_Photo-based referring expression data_
§ §

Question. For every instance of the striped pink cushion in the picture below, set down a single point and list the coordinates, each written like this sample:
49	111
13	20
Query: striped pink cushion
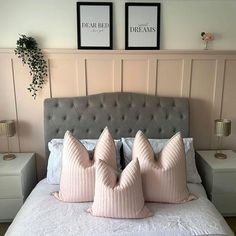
122	199
77	182
164	179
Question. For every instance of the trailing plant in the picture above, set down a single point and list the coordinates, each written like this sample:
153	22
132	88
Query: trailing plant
27	49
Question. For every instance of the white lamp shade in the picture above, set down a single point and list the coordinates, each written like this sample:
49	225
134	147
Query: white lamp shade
7	128
222	127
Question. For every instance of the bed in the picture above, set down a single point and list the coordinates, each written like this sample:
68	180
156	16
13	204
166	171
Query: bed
124	114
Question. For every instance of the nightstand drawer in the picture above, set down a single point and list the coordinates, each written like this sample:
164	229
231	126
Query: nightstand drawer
225	203
9	208
224	182
10	187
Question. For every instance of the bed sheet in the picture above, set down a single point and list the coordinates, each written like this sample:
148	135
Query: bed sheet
42	214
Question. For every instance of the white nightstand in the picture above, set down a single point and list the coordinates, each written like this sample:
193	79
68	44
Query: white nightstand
219	179
17	179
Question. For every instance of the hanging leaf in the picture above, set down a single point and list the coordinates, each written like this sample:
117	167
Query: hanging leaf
27	49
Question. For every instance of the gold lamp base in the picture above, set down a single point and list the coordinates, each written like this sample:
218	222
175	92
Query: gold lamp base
9	157
220	155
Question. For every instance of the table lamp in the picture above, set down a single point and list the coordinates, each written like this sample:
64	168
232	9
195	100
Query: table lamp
222	128
7	128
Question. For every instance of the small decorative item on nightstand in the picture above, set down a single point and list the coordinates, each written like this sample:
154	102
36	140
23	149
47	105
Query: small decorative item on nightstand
7	128
222	128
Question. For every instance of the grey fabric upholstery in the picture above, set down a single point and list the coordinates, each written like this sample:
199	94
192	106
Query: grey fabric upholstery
123	113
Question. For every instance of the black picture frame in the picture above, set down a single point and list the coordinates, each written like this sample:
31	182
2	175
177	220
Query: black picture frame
142	26
94	25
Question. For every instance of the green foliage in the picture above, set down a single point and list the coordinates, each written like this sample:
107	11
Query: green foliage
27	49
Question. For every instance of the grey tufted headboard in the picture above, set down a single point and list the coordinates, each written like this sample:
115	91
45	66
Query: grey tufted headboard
123	113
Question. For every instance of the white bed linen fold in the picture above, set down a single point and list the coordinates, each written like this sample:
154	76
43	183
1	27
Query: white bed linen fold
42	214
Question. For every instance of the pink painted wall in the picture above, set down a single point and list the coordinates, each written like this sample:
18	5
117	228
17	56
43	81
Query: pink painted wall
206	77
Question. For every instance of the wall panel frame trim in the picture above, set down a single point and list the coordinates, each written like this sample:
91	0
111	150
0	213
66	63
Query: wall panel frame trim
207	77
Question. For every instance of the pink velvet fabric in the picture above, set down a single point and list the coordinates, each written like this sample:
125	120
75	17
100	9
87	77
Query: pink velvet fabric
77	181
122	199
164	179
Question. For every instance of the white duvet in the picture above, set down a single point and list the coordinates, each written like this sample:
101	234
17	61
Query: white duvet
42	214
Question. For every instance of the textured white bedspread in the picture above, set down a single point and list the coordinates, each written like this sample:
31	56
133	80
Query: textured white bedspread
42	214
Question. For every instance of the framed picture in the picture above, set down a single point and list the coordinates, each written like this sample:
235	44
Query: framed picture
142	26
94	25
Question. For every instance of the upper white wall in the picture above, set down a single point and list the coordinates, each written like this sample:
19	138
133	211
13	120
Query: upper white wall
53	23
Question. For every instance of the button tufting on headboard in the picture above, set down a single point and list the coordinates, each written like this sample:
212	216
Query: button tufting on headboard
123	113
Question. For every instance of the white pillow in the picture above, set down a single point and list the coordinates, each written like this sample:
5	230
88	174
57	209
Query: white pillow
55	147
157	145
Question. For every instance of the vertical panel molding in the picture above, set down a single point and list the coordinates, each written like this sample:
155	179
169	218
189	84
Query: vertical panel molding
117	75
82	76
217	95
152	76
186	79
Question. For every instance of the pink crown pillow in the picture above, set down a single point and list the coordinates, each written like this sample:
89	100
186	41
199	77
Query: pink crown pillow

§ §

_Task to carry out_
Copy out the entries exactly. No pictures.

_Response to this exercise_
Question. For every instance of the striped pink cushion in the picture below, set down a single point and list the coordinates, each written like this sample:
49	111
13	20
Query: striped pink cushion
122	199
77	182
164	179
Question. For every instance of the trailing plant in the picture above, set down a single point and list the coordinates, each written like this sample:
153	22
132	88
Query: trailing plant
27	49
Question. For every instance of the white lamp shade in the picture above, set down a single point and list the coordinates, each written like this sample:
49	225
134	147
Query: white lamp shade
7	128
222	127
Question. For every instance of the bed in the picture above, set down a single point and list the coordinates, each written like this sample:
68	180
156	16
13	204
166	171
Query: bed
124	114
Question. For every instance of the nightstand drawer in the picture above, set down a single point and list the coordinates, each written like this sample:
164	229
231	126
Query: nightstand drawer
225	203
9	208
224	182
10	187
Question. For every instance of the bed sheet in the picture above, set down a single point and list the coordinates, each written like this sample:
148	135
Query: bed sheet
42	214
Question. For every instance of the white nightstand in the picture above, set down a single point and list the coordinates, each written like this sample:
193	79
68	44
Query: white nightstand
219	179
17	179
Question. For every instance of the hanging leaf in the picture above, set down a single point and list the coordinates, each written like this sample:
117	167
Query: hanging leaf
27	49
Question. For every instance of the gold lamp base in the picture above, set down a single point and list the coordinates, each written like this sample:
218	222
175	92
Query: gold lamp base
9	157
220	155
Question. For every instance of the table lamp in the picture above, set down a single point and list the coordinates, each written like this sample:
64	168
232	9
195	100
Query: table lamp
222	128
7	128
Question. For every instance of the small decorative item on nightstand in the picture above, set down a single point and list the coordinates, each written like this sample:
154	102
36	140
23	149
47	105
Query: small decorative item on nightstand
7	128
222	128
Question. For every instance of the grey fabric upholstery in the picture above, set down a single point and list the coordinates, each written like this sample:
199	94
192	106
Query: grey fabric upholstery
123	113
Question. For every instance of the black picture frame in the picture above, set down a single point and list the coordinates, each written like this sample:
31	182
2	175
177	220
Query: black picture frame
142	26
94	25
Question. For every instance of the green foliage in the picture above, set down a single point and list the coordinates, each written like this sample:
107	11
Query: green foliage
27	49
Question. For every instance of the grey tufted headboard in the picture above, set down a single point and list the coordinates, each written like this sample:
115	91
45	66
Query: grey tufted headboard
123	113
Question. For every instance of the white bed linen fold in the picture above, set down a single point and list the coordinates, each written like this sample:
154	76
43	183
1	27
Query: white bed linen fold
42	214
Question. For every instance of the pink painted wall in the picture above, set down a single point and list the coordinates, each written like this sample:
18	5
117	228
17	56
43	81
Query: pink painted wall
206	77
Question. For every instance of the wall panel frame trim in the picture above, set down a single point and list the coordinates, each written like this sample:
91	0
111	150
0	213
66	63
Query: wall panel frame trim
207	77
Question. For every instance of the pink velvet fabric in the picture above, set down a single point and list the coordinates, each written like this sample:
125	120
75	17
100	9
87	77
Query: pink velvet fabric
77	181
122	199
164	179
Question. For every instance of the white duvet in the picture above, set down a single point and list the coordinates, each written like this sample:
101	234
17	61
Query: white duvet
42	214
Question. For every instance of the textured white bedspread in the picture above, set down a single point and list the coordinates, each written like this sample:
31	56
133	80
Query: textured white bedspread
42	214
Question. For every instance of the framed picture in the picture above, set down a single point and list the coordinates, each written like this sample:
235	44
Query: framed picture
142	26
94	25
Question. For every instance of the upper white wall in the picture above, set down a single point and list the coordinates, each written like this sample:
19	138
133	211
13	120
Query: upper white wall
53	23
Question. For every instance of the button tufting on headboard in the picture above, set down a single point and list the coordinates, each written like this sample:
212	216
Query: button tufting on headboard
123	113
Question. For every instance of the white pillow in the picture above, set down a single point and list the coordinates, each written like this sample:
5	230
88	174
57	209
Query: white pillow
55	147
157	145
Question. For every instance of the vertical panel molding in the picture above, set down a single point and list the coordinates, each written like this sample:
155	179
169	218
189	84
Query: vertical panel molding
117	75
82	76
217	95
152	76
186	79
Question. For every instance of the pink crown pillow in the picture above, set down a single point and list the coordinates, each written like this sample:
89	100
186	41
199	77
Query: pink crown pillow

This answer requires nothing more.